FRAGMENTO
┏━━

Nacimiento de las sociedades católicas (fragmento)
GODOFREDO KURTH (1847-1916)
Triste y
lúgubre se presentaba el porvenir de la Iglesia católica y de la civilización
cristiana en el momento en que se cerraba el siglo V. Caía la tarde de aquella
jornada tempestuosa que había visto morir a un mundo. El estrépito de los
tronos hundidos y de los pueblos precipitados unos sobre otros resonaba aún en
los oídos de los contemporáneos; los espíritus estaban todavía llenos de las
escenas de horror y de espanto que habían acompañado la agonía de la sociedad
romana. Ningún rayo de luz brillaba sobre sus ruinas, y nada parecía anunciar
nuevas auroras para la humanidad. A cualquier parte que se volviese la vista,
sólo se veían nubes sombrías y una semiclaridad siniestra que se podía tomar
como precursora de la noche eterna. Era una hora en que las almas más templadas
y los ánimos más resueltos se sentían invadidos por la duda y el abatimiento.

┗━━

LISTADO DE TRABAJO
┏━━

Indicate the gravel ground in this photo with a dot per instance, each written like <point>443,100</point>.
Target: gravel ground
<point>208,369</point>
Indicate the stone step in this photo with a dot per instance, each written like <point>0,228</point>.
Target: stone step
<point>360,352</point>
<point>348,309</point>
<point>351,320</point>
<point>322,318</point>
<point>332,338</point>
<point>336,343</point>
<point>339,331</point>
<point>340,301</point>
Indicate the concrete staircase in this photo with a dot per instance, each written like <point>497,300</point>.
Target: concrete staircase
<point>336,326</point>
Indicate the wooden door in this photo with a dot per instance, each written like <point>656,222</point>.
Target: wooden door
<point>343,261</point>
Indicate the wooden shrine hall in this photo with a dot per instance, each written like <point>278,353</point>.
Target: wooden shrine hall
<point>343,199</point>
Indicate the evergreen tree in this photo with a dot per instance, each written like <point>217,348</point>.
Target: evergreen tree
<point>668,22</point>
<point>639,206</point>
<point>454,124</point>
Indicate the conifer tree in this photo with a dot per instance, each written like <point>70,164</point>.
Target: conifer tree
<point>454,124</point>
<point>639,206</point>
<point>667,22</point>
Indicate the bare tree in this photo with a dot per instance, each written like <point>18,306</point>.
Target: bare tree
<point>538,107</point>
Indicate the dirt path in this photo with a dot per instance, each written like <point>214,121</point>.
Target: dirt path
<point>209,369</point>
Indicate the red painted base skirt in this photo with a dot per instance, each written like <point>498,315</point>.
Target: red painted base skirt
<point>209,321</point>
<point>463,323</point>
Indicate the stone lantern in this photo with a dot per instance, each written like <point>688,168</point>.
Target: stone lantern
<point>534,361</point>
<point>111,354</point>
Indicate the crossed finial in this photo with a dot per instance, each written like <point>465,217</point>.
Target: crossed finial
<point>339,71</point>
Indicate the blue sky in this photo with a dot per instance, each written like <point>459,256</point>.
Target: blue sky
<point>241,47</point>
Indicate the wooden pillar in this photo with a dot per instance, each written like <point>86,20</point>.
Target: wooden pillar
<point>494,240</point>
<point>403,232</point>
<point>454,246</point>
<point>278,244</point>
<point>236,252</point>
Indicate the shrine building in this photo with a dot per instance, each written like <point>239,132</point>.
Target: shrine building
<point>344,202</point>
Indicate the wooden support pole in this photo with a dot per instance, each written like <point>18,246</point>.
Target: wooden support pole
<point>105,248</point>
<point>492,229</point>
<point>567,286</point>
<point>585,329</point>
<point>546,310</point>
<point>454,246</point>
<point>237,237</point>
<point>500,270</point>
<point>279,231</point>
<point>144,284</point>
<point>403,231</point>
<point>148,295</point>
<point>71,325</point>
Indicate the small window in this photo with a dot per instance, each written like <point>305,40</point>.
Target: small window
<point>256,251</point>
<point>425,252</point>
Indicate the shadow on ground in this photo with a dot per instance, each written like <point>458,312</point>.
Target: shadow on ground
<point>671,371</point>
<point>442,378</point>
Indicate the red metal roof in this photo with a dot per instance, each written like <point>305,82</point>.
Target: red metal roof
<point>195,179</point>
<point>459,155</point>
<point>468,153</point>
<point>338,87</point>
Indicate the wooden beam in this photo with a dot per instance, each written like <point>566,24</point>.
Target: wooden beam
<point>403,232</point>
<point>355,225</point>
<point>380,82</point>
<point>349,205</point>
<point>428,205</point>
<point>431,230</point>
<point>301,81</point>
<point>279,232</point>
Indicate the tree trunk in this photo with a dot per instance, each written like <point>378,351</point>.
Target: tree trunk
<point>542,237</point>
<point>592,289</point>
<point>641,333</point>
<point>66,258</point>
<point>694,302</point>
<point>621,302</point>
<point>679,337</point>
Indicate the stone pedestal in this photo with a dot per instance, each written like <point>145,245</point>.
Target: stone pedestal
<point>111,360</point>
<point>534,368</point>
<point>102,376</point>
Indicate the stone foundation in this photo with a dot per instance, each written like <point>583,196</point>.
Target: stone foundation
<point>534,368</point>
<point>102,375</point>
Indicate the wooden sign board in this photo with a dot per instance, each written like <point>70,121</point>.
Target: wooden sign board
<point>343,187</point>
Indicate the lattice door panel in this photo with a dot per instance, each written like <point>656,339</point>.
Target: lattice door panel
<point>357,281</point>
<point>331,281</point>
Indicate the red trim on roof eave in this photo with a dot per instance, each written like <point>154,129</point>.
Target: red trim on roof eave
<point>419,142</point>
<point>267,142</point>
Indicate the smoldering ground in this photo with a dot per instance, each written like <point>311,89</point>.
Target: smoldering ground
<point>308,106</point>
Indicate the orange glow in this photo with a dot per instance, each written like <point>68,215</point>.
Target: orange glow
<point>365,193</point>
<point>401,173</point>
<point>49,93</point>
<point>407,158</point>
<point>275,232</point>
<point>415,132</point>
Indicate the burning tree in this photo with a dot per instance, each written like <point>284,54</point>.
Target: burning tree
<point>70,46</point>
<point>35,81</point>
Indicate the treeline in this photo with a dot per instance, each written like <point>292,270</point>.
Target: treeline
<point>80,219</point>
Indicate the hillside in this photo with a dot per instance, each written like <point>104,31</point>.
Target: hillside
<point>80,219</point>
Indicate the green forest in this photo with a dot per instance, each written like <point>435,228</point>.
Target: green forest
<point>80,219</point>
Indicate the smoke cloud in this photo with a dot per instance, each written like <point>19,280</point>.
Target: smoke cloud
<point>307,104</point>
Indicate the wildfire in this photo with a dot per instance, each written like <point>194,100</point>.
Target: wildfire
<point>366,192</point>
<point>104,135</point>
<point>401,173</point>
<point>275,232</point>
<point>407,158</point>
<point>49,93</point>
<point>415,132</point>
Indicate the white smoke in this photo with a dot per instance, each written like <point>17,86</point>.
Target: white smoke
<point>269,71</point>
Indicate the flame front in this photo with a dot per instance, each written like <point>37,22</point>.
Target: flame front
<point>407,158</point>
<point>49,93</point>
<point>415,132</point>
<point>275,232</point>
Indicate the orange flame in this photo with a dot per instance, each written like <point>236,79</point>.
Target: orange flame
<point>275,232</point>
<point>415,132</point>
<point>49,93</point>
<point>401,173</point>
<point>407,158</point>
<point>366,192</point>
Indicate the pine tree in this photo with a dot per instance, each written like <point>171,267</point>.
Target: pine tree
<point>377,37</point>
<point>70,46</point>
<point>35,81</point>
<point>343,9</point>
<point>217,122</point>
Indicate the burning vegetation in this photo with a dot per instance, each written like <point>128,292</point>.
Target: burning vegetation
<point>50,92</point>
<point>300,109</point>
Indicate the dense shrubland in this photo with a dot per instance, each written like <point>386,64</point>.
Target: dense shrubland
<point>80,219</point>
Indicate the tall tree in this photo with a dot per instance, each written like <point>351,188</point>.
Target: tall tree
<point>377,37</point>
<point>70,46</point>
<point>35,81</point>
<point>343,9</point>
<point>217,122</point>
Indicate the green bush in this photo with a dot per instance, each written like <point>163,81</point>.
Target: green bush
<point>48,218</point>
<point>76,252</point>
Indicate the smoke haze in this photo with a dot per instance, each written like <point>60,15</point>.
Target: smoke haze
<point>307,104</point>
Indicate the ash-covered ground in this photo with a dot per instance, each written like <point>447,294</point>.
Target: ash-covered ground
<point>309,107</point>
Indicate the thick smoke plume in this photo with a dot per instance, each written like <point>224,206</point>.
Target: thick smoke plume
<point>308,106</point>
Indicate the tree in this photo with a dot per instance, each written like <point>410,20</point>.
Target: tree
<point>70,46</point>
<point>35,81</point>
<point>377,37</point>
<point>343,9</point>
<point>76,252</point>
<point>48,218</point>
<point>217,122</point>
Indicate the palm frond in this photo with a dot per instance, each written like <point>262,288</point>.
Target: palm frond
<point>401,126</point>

┗━━

INSTRUCCIONES DE TRABAJO
(a) Según el fragmento, ¿en qué momento se presentaba triste y lúgubre el porvenir de la Iglesia católica y de la civilización cristiana?
(b) En el listado, reescribe solo el tramo que va desde la línea que contiene "Indicate the red trim" hasta la que contiene "<point>267,142</point>", ambas incluidas. Cambia "roof eave" por "temple eave" y deja todo lo demás igual.

RESPUESTAS POR TAREA
(a) En el momento en que se cerraba el siglo V.

(b)
Indicate the red trim on temple eave in this photo with a dot per instance, each written like <point>154,129</point>.
Target: red trim on temple eave
<point>419,142</point>
<point>267,142</point>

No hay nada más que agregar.